*AIM A*
Reproduce word for word the part of the discussion guide between "(i)        How did" and "for the many.", inclusive.
□ □ □ □ □
You may read a transcript of the address here.

Questions for Group Discussion or Individual Reflection:

  • Reflecting on Dean Andreas’s sermon and our readings today, how would you explain “Grace” to someone who had never heard the term?
  • Reflecting again on Dean Andreas’s sermon and on the words of Romans 5:12-15, try to answer these questions:

(i)        How did sin enter the world?

(ii)       What is the result of sin?

(iii)      How did God’s grace overcome the effect of sin?

Rom. 5:12   Therefore, just as sin came into the world through one man, and death came through sin, and so death spread to all because all have sinned— 13 sin was indeed in the world before the law, but sin is not reckoned when there is no law. 14 Yet death exercised dominion from Adam to Moses, even over those whose sins were not like the transgression of Adam, who is a type of the one who was to come. 15  But the free gift is not like the trespass. For if the many died through the one man’s trespass, much more surely have the grace of God and the free gift in the grace of the one man, Jesus Christ, abounded for the many.

  • In his sermon, Dean Andreas stated that Grace is God’s gift to humankind. Later he reminded us that St Paul assures us that many found eternal life through the gift of the one man, Jesus Christ. Dean Andreas said, “The free gift does not enslave; its sets free, so that all may have life forever.”

(i)        What does it mean to be “set free”?

(ii)       How can a person have “life forever”?

  • John Newton, who wrote the hymn, “Amazing Grace”, spoke of being healed from spiritual blindness through God’s grace. In what ways might people be spiritually blind? How do those who believe obtain spiritual sight?
□ □ □ □ □
*AIM B*
In the listing, switch "lesson" to "exercise" in the lines between the ones holding "the spool end" and "[(173, 885)]", inclusive, leaving everything else unchanged. Return only those lines.
□ □ □ □ □
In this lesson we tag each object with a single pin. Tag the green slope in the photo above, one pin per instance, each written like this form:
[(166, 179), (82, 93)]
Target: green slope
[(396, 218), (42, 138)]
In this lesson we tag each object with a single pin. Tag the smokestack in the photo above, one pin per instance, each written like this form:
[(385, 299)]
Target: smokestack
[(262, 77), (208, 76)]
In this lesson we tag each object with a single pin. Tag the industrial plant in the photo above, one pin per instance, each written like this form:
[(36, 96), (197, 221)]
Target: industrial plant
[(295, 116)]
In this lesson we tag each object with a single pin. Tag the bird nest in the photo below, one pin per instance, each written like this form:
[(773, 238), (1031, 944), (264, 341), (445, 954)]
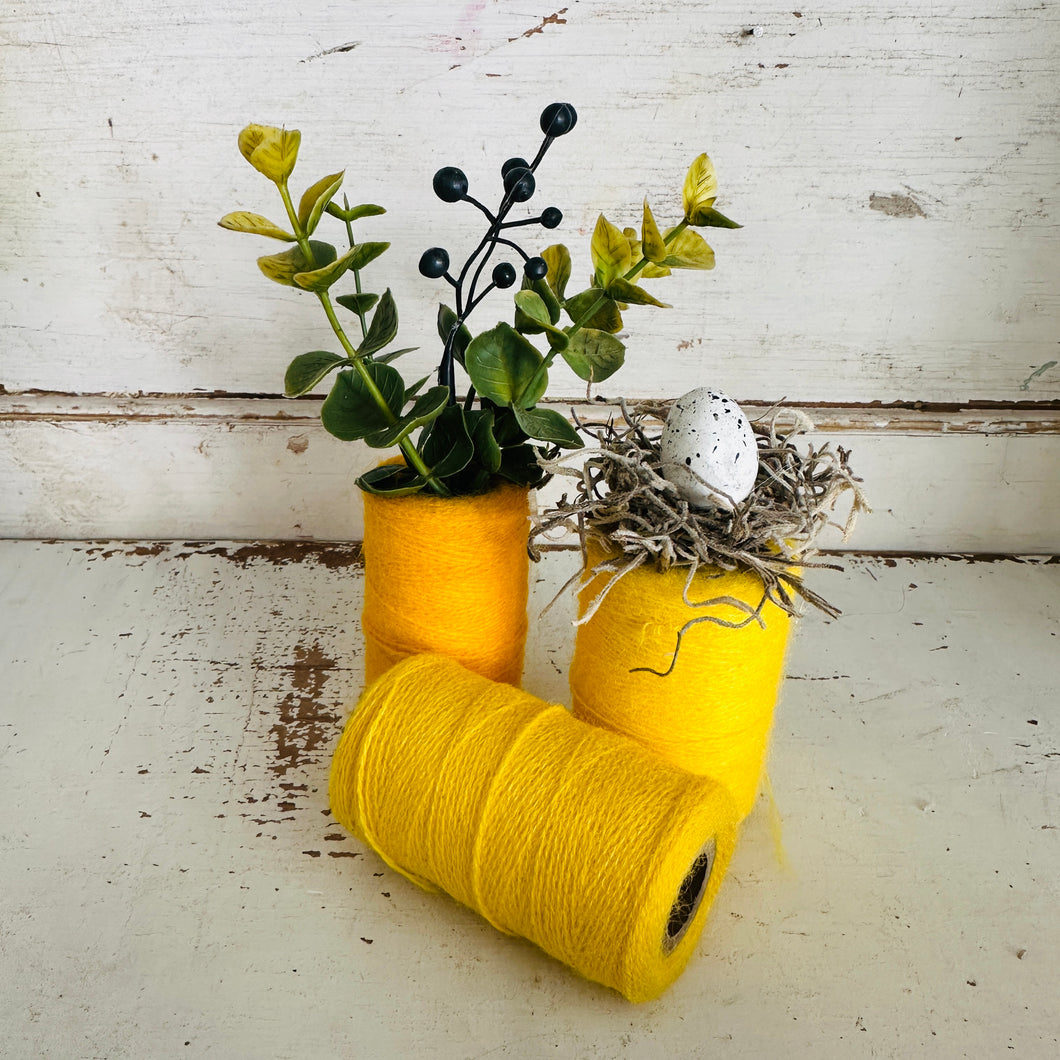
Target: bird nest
[(634, 516)]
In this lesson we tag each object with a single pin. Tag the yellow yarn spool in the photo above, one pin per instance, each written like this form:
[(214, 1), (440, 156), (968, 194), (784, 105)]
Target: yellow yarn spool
[(447, 575), (563, 833), (712, 713)]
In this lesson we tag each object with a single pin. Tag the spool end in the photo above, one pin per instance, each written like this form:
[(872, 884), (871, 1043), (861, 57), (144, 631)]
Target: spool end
[(690, 896)]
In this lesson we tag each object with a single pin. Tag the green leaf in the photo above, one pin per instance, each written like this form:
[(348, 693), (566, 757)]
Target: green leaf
[(357, 303), (447, 447), (700, 190), (316, 198), (548, 425), (411, 391), (384, 327), (427, 407), (446, 321), (270, 151), (594, 355), (243, 221), (391, 480), (605, 316), (622, 290), (688, 250), (651, 239), (356, 258), (283, 267), (351, 411), (611, 252), (558, 259), (352, 213), (533, 306), (506, 427), (487, 448), (307, 369), (532, 317), (712, 218), (504, 367)]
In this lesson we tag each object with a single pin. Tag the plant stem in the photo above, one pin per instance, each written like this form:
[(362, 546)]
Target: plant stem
[(408, 449)]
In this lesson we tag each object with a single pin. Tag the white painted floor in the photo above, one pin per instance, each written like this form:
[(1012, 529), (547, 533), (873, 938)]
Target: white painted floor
[(173, 885)]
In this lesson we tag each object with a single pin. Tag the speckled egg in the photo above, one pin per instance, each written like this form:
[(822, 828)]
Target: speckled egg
[(708, 449)]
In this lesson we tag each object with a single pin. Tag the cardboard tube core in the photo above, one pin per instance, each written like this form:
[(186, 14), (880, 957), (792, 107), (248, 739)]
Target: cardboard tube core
[(690, 895)]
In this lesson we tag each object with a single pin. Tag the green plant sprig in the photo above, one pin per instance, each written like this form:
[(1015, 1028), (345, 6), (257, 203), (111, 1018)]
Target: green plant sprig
[(461, 448), (369, 396)]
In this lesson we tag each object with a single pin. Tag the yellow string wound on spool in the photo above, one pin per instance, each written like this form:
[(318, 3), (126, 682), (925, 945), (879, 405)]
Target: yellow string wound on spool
[(575, 837), (712, 711), (449, 576)]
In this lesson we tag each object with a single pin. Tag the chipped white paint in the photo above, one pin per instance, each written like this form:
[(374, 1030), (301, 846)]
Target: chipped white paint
[(246, 470), (172, 884), (894, 166)]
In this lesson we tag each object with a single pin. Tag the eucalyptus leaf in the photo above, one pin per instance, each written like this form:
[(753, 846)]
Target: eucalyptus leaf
[(611, 252), (548, 425), (506, 368), (320, 279), (243, 221), (688, 250), (427, 407), (700, 190), (558, 260), (651, 239), (604, 313), (594, 355), (713, 218), (350, 411), (307, 369), (316, 198), (358, 303), (447, 447), (383, 330), (283, 267), (270, 151), (391, 480), (622, 290)]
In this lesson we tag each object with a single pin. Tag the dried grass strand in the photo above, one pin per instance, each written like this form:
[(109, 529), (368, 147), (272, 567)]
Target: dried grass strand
[(622, 504)]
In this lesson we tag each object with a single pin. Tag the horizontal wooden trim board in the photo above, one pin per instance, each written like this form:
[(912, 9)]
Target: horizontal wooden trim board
[(940, 480)]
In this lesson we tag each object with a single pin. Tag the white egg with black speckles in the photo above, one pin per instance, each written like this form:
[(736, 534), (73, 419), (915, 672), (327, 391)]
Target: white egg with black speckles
[(708, 449)]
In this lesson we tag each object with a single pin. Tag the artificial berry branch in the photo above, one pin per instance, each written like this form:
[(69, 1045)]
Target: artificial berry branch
[(517, 176)]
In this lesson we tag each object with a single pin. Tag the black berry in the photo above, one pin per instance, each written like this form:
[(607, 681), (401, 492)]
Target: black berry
[(451, 183), (551, 217), (519, 184), (434, 263), (535, 268), (504, 275), (558, 119), (514, 163)]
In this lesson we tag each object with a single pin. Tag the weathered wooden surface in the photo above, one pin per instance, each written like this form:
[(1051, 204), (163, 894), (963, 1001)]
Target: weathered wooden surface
[(172, 884), (162, 470), (895, 166)]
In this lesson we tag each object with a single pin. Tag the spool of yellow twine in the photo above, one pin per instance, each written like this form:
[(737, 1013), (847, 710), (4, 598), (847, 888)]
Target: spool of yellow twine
[(447, 575), (712, 713), (571, 836)]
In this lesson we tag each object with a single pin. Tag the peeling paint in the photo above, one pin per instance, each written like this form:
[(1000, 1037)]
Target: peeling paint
[(896, 206)]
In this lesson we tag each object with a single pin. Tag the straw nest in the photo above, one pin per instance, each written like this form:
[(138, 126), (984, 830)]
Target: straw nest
[(621, 502)]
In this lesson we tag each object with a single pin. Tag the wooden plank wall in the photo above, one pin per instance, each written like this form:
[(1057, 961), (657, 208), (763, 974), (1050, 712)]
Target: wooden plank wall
[(895, 164)]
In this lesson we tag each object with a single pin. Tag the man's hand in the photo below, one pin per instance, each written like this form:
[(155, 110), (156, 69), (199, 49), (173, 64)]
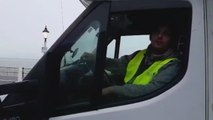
□ □ □ □ □
*FULL SOLUTION A*
(i)        How did sin enter the world?

(ii)       What is the result of sin?

(iii)      How did God’s grace overcome the effect of sin?

Rom. 5:12   Therefore, just as sin came into the world through one man, and death came through sin, and so death spread to all because all have sinned— 13 sin was indeed in the world before the law, but sin is not reckoned when there is no law. 14 Yet death exercised dominion from Adam to Moses, even over those whose sins were not like the transgression of Adam, who is a type of the one who was to come. 15  But the free gift is not like the trespass. For if the many died through the one man’s trespass, much more surely have the grace of God and the free gift in the grace of the one man, Jesus Christ, abounded for the many.

*FULL SOLUTION B*
In this exercise we tag each object with a single pin. Tag the spool end in the photo above, one pin per instance, each written like this form:
[(872, 884), (871, 1043), (861, 57), (144, 631)]
Target: spool end
[(690, 896)]
In this exercise we tag each object with a single pin. Tag the green leaf in the photo above, one pin per instance, each written like this form:
[(348, 693), (566, 757)]
Target: green leaf
[(357, 303), (447, 447), (700, 190), (316, 198), (548, 425), (411, 391), (384, 327), (427, 407), (446, 321), (270, 151), (594, 355), (243, 221), (391, 480), (605, 316), (622, 290), (688, 250), (651, 239), (356, 258), (283, 267), (351, 411), (611, 252), (558, 259), (352, 213), (533, 306), (506, 427), (487, 448), (307, 369), (532, 317), (712, 218), (504, 367)]
In this exercise we tag each object with a single pin. Tag the plant stem in the photo above, one pin per instance, each written like this form:
[(362, 546)]
Target: plant stem
[(408, 449)]
In this exercise we tag each object with a single pin. Tag the white painted floor in the photo above, one pin per instance, each written like this form:
[(1012, 529), (547, 533), (873, 938)]
Target: white painted floor
[(173, 885)]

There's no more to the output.